Your task
Copy out the Sarbanes-Oxley Act passage below in full, word for word.

Page extract
========

Sarbanes-Oxley Act, also known as the SOX, was passed in the year 2002 in the United States of America to not only strengthen and fortify the Corporate Governance of the country but also to re-install confidence in the average investor. The SOX Act was known as the Sarbanes-Oxley Act because the U.S. Senator Paul Sarbanes and the U.S. Representative Michael Oxley sponsored it. The factors that led to the necessity of this act were that, primarily, there were a number of accounting as well as corporate scandals affecting the corporate structure of several famous and prominent companies of the U.S.A. As an inevitable result of these scandals, there was a loss of trust on the part of the people of America in the several different accounting and reporting practices in the corporate world of the United Sates of America. The Sarbanes-Oxley Act provides wider legislation facilities as well as sets new standards of working for all the numerous Public Company Boards of the U.S.A., all their management, and all Public Accounting Firms. (IT and Business Tutorials) The SOX Law is comprised of 11 sections, each of which deals with subjects like Additional Corporate Board responsibilities, to Criminal penalties. The Security and Exchange Commission will be required to implement and carry out the rulings that must be made to comply with this new SOX Law. Not only does the Sarbanes-Oxley Act establish new standards for Corporate Boards and also for Auditing Committees, but it also creates and establishes certain new accountability standards for Corporate Management and also establishes the criminal penalties in case of management offences. External Auditors are also governed now under the new independence standards made up by the Sarbanes-Oxley Act. It has also served to establish a new Public Company Accounting Oversight Board, known as PCOAB, under the SEC or the Security and Exchange Commission so that the rulings under the new Law can be implemented to comply with the SOX Act. (IT and Business Tutorials)

========

Supplied records

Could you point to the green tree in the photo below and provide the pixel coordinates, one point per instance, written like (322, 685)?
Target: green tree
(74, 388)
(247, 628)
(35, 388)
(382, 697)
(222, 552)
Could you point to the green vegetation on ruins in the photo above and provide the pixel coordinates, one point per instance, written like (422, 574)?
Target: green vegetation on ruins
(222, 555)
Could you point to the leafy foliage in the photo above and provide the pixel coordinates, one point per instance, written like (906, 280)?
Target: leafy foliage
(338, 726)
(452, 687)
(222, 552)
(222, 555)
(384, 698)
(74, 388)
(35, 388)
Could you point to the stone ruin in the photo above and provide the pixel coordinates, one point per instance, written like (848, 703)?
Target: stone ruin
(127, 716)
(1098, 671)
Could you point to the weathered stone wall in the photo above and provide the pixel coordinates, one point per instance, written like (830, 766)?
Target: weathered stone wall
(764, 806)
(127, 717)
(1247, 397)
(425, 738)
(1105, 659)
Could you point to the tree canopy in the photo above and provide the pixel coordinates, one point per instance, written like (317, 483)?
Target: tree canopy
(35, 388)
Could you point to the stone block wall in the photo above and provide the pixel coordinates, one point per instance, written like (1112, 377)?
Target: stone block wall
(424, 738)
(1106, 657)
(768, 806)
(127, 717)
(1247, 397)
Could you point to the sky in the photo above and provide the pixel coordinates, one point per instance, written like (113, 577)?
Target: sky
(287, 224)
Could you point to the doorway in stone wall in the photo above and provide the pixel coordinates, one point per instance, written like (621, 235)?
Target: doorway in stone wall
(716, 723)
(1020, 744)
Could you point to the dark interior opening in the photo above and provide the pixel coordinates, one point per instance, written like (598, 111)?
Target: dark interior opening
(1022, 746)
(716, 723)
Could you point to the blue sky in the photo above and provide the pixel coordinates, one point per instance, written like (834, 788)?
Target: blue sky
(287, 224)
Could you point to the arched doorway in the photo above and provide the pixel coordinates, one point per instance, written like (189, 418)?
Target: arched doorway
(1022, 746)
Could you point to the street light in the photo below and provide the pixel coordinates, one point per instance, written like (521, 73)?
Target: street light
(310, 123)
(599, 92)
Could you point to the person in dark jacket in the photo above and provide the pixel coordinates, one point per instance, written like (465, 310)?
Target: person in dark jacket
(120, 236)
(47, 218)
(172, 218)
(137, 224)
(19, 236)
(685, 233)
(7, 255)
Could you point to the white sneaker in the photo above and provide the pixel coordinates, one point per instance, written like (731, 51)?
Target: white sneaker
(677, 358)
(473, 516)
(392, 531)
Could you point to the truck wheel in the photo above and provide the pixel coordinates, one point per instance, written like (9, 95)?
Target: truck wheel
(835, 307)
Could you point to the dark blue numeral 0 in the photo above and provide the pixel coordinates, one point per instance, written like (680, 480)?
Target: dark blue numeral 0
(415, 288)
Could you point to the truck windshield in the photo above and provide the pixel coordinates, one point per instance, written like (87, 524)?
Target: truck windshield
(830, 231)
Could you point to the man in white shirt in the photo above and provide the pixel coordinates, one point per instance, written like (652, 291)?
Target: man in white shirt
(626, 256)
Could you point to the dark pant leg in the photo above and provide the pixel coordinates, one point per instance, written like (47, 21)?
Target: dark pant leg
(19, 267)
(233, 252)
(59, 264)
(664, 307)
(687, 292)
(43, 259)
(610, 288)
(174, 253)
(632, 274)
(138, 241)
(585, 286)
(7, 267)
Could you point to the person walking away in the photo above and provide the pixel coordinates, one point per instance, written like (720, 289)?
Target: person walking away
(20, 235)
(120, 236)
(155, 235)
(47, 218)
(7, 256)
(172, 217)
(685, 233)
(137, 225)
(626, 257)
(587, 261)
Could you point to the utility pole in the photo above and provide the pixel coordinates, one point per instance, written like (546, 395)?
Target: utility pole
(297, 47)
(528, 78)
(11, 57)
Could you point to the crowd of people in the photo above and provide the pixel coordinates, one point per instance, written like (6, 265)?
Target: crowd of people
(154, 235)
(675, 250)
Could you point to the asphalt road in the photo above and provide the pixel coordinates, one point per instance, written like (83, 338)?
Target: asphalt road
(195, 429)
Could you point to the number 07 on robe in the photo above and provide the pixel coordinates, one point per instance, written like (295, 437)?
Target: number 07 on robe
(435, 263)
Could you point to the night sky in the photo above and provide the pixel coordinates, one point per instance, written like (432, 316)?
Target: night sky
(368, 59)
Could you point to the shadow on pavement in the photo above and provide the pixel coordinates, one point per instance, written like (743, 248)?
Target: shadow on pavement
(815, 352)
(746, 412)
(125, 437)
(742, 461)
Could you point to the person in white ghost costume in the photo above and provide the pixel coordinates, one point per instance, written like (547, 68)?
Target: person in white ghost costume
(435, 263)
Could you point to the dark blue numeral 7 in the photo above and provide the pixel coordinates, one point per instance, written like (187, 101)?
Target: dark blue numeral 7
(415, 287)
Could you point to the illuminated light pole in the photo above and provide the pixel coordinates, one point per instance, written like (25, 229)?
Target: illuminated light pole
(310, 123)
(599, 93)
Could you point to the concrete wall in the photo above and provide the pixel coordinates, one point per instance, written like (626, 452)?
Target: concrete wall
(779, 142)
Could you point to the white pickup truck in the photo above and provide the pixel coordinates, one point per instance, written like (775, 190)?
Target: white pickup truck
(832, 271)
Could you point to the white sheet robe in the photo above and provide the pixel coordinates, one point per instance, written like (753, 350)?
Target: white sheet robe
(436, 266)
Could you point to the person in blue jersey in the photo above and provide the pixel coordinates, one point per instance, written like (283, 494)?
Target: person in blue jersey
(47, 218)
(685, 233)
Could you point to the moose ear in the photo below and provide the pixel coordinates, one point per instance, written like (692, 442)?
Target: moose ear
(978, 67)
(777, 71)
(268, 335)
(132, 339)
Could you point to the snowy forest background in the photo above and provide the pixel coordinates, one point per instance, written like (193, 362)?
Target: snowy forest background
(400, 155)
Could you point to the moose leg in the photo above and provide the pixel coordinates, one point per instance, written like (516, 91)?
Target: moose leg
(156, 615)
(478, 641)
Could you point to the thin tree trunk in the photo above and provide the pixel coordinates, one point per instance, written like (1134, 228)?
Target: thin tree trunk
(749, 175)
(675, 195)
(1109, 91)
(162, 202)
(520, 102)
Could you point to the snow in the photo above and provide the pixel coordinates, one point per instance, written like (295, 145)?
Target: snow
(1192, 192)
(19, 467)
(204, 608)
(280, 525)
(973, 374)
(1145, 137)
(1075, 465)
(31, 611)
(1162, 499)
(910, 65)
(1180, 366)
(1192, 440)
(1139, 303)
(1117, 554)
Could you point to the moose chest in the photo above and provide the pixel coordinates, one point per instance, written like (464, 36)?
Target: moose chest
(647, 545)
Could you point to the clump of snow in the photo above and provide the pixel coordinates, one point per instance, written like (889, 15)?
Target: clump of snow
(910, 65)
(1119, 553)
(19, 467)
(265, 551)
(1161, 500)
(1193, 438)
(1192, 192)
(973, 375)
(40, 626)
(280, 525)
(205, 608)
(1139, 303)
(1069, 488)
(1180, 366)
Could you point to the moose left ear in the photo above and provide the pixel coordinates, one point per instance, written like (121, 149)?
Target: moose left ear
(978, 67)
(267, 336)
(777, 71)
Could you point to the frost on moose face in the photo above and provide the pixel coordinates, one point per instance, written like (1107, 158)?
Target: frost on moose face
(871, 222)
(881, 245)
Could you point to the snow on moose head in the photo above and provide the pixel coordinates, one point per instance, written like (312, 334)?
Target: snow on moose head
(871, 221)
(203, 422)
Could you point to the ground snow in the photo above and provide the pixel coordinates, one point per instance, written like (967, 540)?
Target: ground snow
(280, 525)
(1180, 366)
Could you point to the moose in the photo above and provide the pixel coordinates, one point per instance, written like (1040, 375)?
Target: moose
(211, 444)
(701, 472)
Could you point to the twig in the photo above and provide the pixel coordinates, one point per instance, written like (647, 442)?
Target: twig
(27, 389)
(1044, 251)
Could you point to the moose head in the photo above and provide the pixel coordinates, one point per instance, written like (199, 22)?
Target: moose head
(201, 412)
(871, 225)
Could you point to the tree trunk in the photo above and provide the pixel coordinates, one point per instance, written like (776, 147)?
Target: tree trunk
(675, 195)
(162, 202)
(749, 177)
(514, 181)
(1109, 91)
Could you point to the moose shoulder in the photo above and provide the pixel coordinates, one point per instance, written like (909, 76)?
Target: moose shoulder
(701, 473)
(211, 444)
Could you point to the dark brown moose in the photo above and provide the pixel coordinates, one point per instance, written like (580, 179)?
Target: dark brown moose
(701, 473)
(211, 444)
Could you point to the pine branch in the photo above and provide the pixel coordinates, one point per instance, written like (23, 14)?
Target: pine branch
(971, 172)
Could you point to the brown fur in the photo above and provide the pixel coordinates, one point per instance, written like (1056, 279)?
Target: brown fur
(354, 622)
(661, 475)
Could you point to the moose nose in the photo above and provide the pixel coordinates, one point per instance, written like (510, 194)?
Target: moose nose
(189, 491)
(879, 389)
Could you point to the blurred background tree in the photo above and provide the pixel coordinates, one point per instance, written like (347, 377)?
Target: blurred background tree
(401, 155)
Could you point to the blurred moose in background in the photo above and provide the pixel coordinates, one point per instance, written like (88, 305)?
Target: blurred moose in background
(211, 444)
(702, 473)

========

Result of this exercise
Sarbanes-Oxley Act, also known as the SOX, was passed in the year 2002 in the United States of America to not only strengthen and fortify the Corporate Governance of the country but also to re-install confidence in the average investor. The SOX Act was known as the Sarbanes-Oxley Act because the U.S. Senator Paul Sarbanes and the U.S. Representative Michael Oxley sponsored it. The factors that led to the necessity of this act were that, primarily, there were a number of accounting as well as corporate scandals affecting the corporate structure of several famous and prominent companies of the U.S.A. As an inevitable result of these scandals, there was a loss of trust on the part of the people of America in the several different accounting and reporting practices in the corporate world of the United Sates of America. The Sarbanes-Oxley Act provides wider legislation facilities as well as sets new standards of working for all the numerous Public Company Boards of the U.S.A., all their management, and all Public Accounting Firms. (IT and Business Tutorials) The SOX Law is comprised of 11 sections, each of which deals with subjects like Additional Corporate Board responsibilities, to Criminal penalties. The Security and Exchange Commission will be required to implement and carry out the rulings that must be made to comply with this new SOX Law. Not only does the Sarbanes-Oxley Act establish new standards for Corporate Boards and also for Auditing Committees, but it also creates and establishes certain new accountability standards for Corporate Management and also establishes the criminal penalties in case of management offences. External Auditors are also governed now under the new independence standards made up by the Sarbanes-Oxley Act. It has also served to establish a new Public Company Accounting Oversight Board, known as PCOAB, under the SEC or the Security and Exchange Commission so that the rulings under the new Law can be implemented to comply with the SOX Act. (IT and Business Tutorials)